What this task involves ▸ A verbatim reproduction of all the entries is needed.

Stored data ▸
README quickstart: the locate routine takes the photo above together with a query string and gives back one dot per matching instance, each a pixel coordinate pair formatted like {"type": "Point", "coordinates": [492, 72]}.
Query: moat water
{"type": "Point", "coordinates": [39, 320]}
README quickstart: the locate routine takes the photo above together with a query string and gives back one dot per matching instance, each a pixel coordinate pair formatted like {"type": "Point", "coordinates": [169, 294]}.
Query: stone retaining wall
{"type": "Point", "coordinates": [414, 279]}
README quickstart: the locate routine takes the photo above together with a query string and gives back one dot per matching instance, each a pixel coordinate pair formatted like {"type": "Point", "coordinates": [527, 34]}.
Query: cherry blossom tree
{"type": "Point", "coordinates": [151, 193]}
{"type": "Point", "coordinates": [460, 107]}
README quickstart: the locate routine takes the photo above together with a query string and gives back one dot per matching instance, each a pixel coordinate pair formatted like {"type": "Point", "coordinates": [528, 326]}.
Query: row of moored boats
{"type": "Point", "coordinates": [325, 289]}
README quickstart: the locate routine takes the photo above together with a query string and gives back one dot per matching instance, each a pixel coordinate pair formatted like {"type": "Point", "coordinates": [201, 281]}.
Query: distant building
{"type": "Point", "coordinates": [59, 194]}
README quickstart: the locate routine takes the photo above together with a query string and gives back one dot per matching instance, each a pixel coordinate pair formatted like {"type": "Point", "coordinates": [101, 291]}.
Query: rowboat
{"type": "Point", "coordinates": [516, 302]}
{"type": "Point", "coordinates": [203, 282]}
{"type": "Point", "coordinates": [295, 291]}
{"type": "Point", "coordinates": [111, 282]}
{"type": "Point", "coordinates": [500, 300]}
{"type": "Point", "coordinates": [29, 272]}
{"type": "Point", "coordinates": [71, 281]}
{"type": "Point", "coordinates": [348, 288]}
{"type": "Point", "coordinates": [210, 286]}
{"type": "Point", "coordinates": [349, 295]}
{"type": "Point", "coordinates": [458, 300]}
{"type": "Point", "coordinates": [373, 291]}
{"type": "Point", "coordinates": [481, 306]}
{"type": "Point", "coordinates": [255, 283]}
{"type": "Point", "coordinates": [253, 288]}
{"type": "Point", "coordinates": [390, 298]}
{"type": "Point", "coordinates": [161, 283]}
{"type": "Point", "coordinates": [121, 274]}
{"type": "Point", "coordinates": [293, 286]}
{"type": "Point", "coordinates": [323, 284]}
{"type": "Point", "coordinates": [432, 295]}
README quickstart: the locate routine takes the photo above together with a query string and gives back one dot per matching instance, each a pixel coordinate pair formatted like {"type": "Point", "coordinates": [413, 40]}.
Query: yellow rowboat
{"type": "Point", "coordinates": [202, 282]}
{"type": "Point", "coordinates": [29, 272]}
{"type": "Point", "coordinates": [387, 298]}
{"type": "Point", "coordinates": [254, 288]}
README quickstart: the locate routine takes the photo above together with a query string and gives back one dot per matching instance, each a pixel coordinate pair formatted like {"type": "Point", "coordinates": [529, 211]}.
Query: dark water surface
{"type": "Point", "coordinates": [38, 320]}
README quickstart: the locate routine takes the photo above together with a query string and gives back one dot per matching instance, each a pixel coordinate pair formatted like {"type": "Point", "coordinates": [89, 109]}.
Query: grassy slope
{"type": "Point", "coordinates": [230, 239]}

Solution to the problem ▸
README quickstart: the locate routine takes the photo above together with a query string and gives back one dot per matching instance, each a pixel coordinate pair formatted like {"type": "Point", "coordinates": [492, 72]}.
Query: moat water
{"type": "Point", "coordinates": [39, 320]}
README quickstart: the locate routine takes the photo above together with a query string and gives back one dot per matching instance, each a pixel coordinate pair formatted like {"type": "Point", "coordinates": [169, 294]}.
Query: stone retaining wall
{"type": "Point", "coordinates": [414, 279]}
README quickstart: the locate routine takes the photo above together with a query string and gives back one dot per matching instance, each a pixel coordinate pair formatted like {"type": "Point", "coordinates": [527, 34]}.
Query: cherry blossom tree
{"type": "Point", "coordinates": [151, 193]}
{"type": "Point", "coordinates": [460, 107]}
README quickstart: the locate routine takes the photo above together with a query string and gives back one dot per matching instance, each a pixel coordinate pair formatted like {"type": "Point", "coordinates": [528, 326]}.
Query: row of moored boats
{"type": "Point", "coordinates": [325, 289]}
README quickstart: the locate routine takes the photo above together with a query string and gives back one dot per matching instance, each a pixel coordinate pair formatted like {"type": "Point", "coordinates": [201, 281]}.
Query: distant building
{"type": "Point", "coordinates": [59, 194]}
README quickstart: the locate routine takes the photo above together with a query string and gives back one dot per matching instance, each a pixel coordinate pair formatted like {"type": "Point", "coordinates": [101, 291]}.
Query: rowboat
{"type": "Point", "coordinates": [516, 302]}
{"type": "Point", "coordinates": [203, 282]}
{"type": "Point", "coordinates": [295, 291]}
{"type": "Point", "coordinates": [111, 282]}
{"type": "Point", "coordinates": [500, 300]}
{"type": "Point", "coordinates": [29, 272]}
{"type": "Point", "coordinates": [71, 281]}
{"type": "Point", "coordinates": [348, 288]}
{"type": "Point", "coordinates": [210, 286]}
{"type": "Point", "coordinates": [349, 295]}
{"type": "Point", "coordinates": [458, 300]}
{"type": "Point", "coordinates": [373, 291]}
{"type": "Point", "coordinates": [481, 306]}
{"type": "Point", "coordinates": [255, 283]}
{"type": "Point", "coordinates": [253, 288]}
{"type": "Point", "coordinates": [390, 298]}
{"type": "Point", "coordinates": [161, 283]}
{"type": "Point", "coordinates": [121, 274]}
{"type": "Point", "coordinates": [293, 286]}
{"type": "Point", "coordinates": [323, 284]}
{"type": "Point", "coordinates": [432, 295]}
README quickstart: the locate routine takes the photo above together with a query string and gives back one dot per matching instance, each a pixel coordinate pair formatted like {"type": "Point", "coordinates": [413, 40]}.
Query: yellow rowboat
{"type": "Point", "coordinates": [202, 282]}
{"type": "Point", "coordinates": [29, 272]}
{"type": "Point", "coordinates": [387, 298]}
{"type": "Point", "coordinates": [254, 288]}
README quickstart: the locate routine takes the photo above together with a query string and gives back one dot per matching instance, each a pixel coordinate pair formatted like {"type": "Point", "coordinates": [529, 211]}.
Query: dark water surface
{"type": "Point", "coordinates": [38, 320]}
README quickstart: the locate routine takes the photo above together with a query string and gives back one dot per matching instance, each a pixel coordinate pair formatted like {"type": "Point", "coordinates": [89, 109]}.
Query: grassy slope
{"type": "Point", "coordinates": [230, 239]}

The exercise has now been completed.